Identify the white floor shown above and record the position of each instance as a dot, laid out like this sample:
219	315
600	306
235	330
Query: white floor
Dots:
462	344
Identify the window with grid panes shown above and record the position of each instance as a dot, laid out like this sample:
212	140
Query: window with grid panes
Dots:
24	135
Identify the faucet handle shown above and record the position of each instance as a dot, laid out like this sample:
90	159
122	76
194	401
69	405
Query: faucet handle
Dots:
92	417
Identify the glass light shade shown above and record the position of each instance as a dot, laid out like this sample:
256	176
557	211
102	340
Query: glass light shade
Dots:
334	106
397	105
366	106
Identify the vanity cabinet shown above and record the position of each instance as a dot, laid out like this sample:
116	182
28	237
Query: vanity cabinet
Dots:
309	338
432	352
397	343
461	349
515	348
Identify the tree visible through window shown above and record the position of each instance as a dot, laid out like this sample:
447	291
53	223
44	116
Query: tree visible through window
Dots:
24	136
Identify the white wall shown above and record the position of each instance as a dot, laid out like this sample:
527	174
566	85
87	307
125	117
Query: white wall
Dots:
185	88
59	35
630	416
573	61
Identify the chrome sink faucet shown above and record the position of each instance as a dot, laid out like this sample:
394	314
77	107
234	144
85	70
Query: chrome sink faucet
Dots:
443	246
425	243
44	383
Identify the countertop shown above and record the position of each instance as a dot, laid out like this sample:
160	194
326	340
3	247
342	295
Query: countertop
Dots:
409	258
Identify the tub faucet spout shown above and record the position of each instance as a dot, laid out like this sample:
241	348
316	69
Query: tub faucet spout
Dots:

PROBLEM TO SOLVE: Only the lines containing "shown" are needed; copy each of them from the data.

OUTPUT:
Identify the white floor shown above and record the position of each instance as a dot, laid out like this sample:
Identify the window with grid panes shown above and record the position of each instance as a dot, laid out like this sample:
Identify the faucet handle shown above and record the position of each instance as a dot, laid out like this sample:
Identify the glass light shade shown above and record the position of each instance as a dot, laid out like this sample:
Identify the vanity cabinet shown above and record the position of each instance as a dot, laid out like this sample:
Identify the tree visible through window shown above and record the position of each instance as a dot, laid out like this sample:
Identify the white wall shown above and record the position of each instance as a dot, laid out like this sample:
Identify the chrome sink faucet shown above and record the position of each instance as a dot, laid out like this sample:
Identify the countertop shown above and record the position of each instance as a dot, laid out like this sample:
Identify the tub faucet spout shown above and record the position of each instance as a dot, laid out like this sample:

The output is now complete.